__REQUIREMENT__
Within the entries below, the lines from the one with "Flashcard task. Put a dot on each instance of the 43" through the one with "like x=328 y=95." are to be set down exactly, both ends kept.

** Opening MATERIAL FOR THIS EXERCISE block **

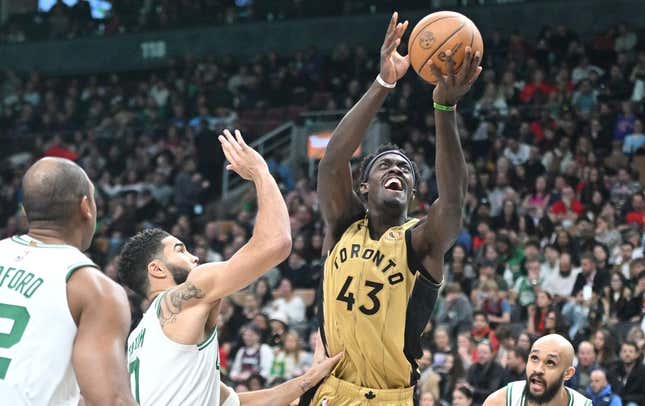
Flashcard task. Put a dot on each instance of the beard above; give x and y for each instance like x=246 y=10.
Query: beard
x=179 y=274
x=550 y=391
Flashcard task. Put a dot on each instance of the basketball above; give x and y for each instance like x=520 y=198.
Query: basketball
x=434 y=35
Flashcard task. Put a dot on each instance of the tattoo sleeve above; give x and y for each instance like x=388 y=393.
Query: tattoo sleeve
x=173 y=302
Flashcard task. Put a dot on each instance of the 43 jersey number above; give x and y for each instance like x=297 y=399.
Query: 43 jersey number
x=374 y=288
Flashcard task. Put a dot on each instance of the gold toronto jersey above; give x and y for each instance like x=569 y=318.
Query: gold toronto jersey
x=367 y=308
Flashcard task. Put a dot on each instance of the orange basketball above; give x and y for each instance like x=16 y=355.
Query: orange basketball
x=435 y=34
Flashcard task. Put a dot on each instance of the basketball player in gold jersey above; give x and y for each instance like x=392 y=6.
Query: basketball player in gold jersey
x=383 y=270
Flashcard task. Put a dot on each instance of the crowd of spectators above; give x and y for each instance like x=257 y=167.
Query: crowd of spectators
x=552 y=240
x=129 y=16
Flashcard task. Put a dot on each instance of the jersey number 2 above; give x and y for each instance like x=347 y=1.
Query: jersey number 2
x=348 y=298
x=20 y=317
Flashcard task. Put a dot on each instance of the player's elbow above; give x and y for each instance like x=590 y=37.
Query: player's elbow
x=116 y=397
x=280 y=247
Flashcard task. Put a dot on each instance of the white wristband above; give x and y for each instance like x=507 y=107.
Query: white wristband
x=383 y=83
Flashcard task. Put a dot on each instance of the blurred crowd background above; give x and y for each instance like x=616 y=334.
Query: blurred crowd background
x=554 y=217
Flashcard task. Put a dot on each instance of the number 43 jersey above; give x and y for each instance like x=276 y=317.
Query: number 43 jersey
x=37 y=330
x=375 y=305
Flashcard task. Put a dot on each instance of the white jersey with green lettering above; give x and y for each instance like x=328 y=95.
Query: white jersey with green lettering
x=515 y=396
x=163 y=372
x=37 y=330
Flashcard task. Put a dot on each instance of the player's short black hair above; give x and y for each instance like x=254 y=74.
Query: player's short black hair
x=632 y=344
x=365 y=163
x=52 y=190
x=480 y=313
x=135 y=256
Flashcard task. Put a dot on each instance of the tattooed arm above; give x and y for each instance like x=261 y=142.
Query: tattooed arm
x=185 y=310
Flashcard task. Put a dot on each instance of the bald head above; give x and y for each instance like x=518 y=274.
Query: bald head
x=53 y=189
x=556 y=344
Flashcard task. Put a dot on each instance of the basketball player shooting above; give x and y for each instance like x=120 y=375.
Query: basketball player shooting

** Closing MATERIAL FOR THIS EXERCISE block **

__TASK RESPONSE__
Flashcard task. Put a dot on each instance of the 43 jersey number above; give x and y for each instance like x=297 y=399.
Query: 43 jersey number
x=374 y=288
Flashcard task. Put a dot on each instance of the gold toronto jersey above; give x and y for each instance like x=569 y=318.
Query: gold toronto jersey
x=367 y=308
Flashcard task. Put a dot on each instance of the orange basketball above; give x and y for each instance like x=16 y=355.
Query: orange basketball
x=435 y=34
Flashcard task. Put a dot on each instance of the basketball player in gold jersey above; give x and y for each instance like x=392 y=6.
Query: basketball player in gold jersey
x=383 y=270
Flashcard task. Put a dot on each instance of the crowd of spectators above; give x and y for each instance like x=257 y=167.
Query: crowd of spectators
x=552 y=240
x=129 y=16
Flashcard task. Put a dot on each instance of the jersey number 2 above; give x and y for each instance like x=347 y=1.
Query: jersey number 2
x=348 y=298
x=20 y=317
Flashcard task. Put a dot on each instance of the player's elbow above; give x and y for each instance like x=590 y=37.
Query: player's elbow
x=116 y=397
x=280 y=247
Flashcard task. Put a dot on each instance of the white wristband above; give x and y for each instance like x=507 y=107.
Query: white wristband
x=383 y=83
Flashcard task. Put a dot on each instance of the blurred crowd background above; give x and y for each instance like x=616 y=334.
Query: blurred crowd background
x=554 y=217
Flashcard task. Put a dot on each instance of the number 43 jersey above; give x and y for each instance like x=276 y=317.
Query: number 43 jersey
x=37 y=330
x=375 y=305
Flashcard task. Put a dot on each instance of the white jersey with green lettering above; give x and y for each instance like x=328 y=95.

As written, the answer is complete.